— BEGIN Records for processing —

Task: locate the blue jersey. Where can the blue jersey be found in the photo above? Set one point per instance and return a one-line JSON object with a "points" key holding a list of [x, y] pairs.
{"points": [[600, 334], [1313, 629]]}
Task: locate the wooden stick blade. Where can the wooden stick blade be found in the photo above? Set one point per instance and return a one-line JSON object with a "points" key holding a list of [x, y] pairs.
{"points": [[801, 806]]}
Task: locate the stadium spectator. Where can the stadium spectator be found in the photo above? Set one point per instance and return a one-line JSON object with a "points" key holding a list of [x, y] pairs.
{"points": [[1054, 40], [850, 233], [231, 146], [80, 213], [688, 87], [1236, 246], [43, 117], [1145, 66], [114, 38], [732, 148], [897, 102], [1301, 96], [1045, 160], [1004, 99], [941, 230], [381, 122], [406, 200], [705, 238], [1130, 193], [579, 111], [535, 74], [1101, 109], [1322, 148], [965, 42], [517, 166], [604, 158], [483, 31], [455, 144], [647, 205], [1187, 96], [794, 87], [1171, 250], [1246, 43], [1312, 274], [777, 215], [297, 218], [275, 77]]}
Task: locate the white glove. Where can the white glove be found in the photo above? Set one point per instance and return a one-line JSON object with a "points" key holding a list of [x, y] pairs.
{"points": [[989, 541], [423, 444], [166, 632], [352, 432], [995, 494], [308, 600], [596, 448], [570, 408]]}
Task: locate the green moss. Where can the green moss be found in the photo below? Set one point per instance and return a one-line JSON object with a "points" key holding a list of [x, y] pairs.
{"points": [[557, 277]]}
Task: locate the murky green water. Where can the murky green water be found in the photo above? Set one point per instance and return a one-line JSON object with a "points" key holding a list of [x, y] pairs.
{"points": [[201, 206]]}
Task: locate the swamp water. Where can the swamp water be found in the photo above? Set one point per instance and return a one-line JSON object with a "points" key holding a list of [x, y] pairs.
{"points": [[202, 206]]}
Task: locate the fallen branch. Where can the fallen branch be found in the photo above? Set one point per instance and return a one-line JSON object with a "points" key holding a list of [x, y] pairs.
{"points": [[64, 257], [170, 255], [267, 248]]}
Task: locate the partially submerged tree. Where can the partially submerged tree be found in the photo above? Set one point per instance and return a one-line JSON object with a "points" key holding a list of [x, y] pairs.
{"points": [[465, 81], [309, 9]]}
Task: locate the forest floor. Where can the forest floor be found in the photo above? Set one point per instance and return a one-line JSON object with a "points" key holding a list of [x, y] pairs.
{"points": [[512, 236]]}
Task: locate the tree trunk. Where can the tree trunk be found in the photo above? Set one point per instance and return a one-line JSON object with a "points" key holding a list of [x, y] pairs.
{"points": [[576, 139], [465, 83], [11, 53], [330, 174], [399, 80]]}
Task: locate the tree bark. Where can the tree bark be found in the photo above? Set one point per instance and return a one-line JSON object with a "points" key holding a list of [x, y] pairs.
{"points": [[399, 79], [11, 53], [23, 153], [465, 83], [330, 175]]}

— END Records for processing —
— BEGIN Records for processing —

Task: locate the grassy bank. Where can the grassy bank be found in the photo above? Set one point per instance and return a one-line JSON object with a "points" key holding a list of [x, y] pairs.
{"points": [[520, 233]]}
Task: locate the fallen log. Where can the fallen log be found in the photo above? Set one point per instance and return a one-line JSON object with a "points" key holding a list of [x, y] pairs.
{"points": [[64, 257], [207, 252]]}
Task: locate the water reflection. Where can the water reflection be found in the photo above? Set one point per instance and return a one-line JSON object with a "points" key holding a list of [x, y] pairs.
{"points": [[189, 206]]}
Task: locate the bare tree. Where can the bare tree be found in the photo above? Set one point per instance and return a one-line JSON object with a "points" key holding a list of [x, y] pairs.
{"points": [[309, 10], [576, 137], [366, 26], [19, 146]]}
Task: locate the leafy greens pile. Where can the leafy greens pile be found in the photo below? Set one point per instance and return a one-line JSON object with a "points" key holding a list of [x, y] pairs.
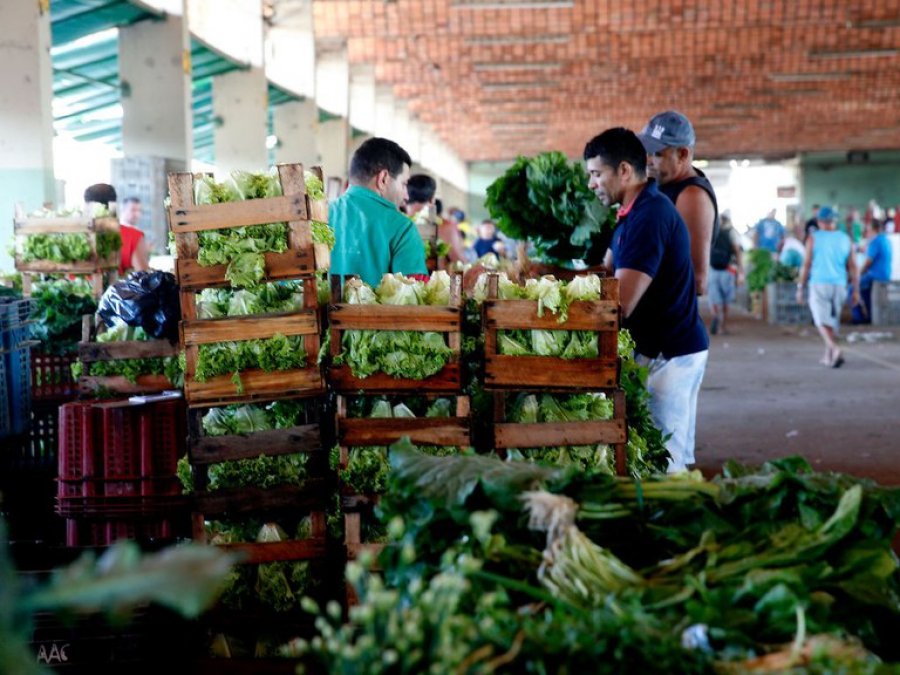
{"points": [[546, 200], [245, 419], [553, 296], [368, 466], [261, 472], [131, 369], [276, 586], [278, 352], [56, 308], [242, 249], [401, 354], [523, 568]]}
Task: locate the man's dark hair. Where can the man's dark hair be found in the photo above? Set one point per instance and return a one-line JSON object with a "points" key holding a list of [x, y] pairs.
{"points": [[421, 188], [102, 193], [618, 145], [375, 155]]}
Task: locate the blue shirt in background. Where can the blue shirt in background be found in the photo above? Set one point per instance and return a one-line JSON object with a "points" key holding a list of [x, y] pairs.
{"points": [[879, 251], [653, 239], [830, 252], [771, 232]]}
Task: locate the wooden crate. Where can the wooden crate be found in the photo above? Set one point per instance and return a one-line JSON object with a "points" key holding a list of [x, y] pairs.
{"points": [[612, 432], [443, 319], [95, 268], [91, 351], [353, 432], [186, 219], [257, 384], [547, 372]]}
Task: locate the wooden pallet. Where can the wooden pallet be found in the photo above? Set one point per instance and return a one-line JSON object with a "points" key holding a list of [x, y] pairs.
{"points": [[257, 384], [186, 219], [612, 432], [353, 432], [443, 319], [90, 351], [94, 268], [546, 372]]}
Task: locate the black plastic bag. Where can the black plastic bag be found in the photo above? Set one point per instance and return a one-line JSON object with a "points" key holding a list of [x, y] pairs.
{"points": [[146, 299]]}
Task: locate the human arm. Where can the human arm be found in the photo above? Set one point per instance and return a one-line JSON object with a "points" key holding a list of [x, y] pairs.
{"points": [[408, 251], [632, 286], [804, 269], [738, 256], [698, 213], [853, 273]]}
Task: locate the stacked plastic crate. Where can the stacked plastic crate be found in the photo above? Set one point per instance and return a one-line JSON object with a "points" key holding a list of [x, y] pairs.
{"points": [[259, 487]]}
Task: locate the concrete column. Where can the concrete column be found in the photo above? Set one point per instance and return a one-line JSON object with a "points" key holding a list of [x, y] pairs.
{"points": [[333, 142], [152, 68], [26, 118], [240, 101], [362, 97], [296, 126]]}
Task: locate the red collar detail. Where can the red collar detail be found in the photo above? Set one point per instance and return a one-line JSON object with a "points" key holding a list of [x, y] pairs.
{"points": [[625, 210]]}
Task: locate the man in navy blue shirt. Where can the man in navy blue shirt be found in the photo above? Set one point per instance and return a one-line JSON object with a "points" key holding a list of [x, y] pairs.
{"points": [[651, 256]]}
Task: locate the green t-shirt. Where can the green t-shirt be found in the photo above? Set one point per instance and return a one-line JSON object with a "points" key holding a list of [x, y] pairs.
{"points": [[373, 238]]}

— END Records for processing —
— BEGIN Records for processing —

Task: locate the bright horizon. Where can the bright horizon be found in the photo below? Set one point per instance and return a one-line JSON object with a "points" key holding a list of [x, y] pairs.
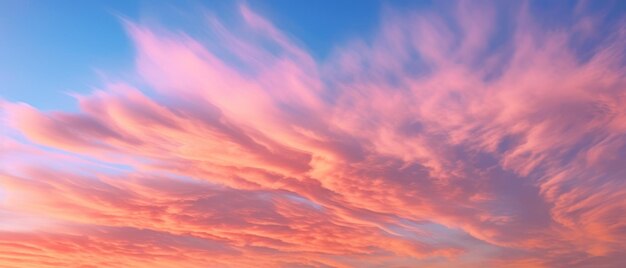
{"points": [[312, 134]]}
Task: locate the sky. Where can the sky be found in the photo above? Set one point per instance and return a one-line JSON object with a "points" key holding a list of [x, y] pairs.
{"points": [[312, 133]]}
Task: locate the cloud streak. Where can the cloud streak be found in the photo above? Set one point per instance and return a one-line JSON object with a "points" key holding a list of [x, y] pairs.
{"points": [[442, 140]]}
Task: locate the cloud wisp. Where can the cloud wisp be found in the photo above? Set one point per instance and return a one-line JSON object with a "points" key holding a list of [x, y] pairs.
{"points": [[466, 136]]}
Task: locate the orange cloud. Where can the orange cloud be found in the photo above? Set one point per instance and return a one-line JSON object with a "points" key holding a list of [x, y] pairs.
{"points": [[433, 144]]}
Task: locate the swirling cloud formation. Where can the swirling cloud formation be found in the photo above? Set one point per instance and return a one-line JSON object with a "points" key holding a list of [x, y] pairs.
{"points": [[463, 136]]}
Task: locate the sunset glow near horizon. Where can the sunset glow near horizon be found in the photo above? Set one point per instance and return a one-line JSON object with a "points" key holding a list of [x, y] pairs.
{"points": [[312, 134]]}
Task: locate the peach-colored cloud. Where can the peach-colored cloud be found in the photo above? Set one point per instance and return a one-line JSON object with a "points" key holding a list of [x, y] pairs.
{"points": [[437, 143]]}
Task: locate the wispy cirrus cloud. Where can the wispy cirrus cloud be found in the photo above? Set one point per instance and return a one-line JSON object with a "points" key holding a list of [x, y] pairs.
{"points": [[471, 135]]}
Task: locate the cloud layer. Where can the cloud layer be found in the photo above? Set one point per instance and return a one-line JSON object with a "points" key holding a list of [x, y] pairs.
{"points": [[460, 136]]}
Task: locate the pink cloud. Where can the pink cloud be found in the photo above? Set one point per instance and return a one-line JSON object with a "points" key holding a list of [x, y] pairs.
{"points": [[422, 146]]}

— END Records for processing —

Problem requirements: Which lines in the items above contain the string "horizon" with the same capitalization? Copy each of those lines in full.

Task output:
Task: locate the bright horizon. Where can the bright horizon be found in the photo below? Set one point per instance and return a one-line JSON object with a "points" key holding a list of [x, y] pairs.
Task: locate the sunset glow near horizon. Where can the sunset glow near horizon be found in the photo above? Set one point per instance and return a one-line JSON object with a "points" key holding a list of [x, y] pairs.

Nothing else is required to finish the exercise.